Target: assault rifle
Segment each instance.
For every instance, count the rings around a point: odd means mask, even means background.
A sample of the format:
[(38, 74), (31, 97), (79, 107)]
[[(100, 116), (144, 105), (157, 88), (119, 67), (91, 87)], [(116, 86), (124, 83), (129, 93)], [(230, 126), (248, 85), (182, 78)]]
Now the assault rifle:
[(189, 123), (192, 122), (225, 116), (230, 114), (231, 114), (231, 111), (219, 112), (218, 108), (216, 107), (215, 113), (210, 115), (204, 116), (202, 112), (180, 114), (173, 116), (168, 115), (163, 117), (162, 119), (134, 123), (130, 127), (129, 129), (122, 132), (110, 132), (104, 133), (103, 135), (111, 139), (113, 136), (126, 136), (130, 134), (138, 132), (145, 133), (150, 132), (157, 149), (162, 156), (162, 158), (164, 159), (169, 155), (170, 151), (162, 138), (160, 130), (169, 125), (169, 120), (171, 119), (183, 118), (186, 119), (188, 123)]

——————————

**Instruction:** Reproduce the listing from its beginning up to and including the line containing "Now the assault", replacing "background" with "exterior" and leaving everything else as it stands.

**Result below:**
Target: assault rifle
Segment each instance.
For every instance, count the rings around a point: odd means mask, even means exterior.
A sample of the format:
[(38, 74), (31, 97), (79, 107)]
[[(100, 116), (144, 105), (157, 88), (119, 67), (91, 87)], [(116, 86), (124, 83), (129, 93)], [(230, 126), (248, 85), (182, 78)]]
Now the assault rifle:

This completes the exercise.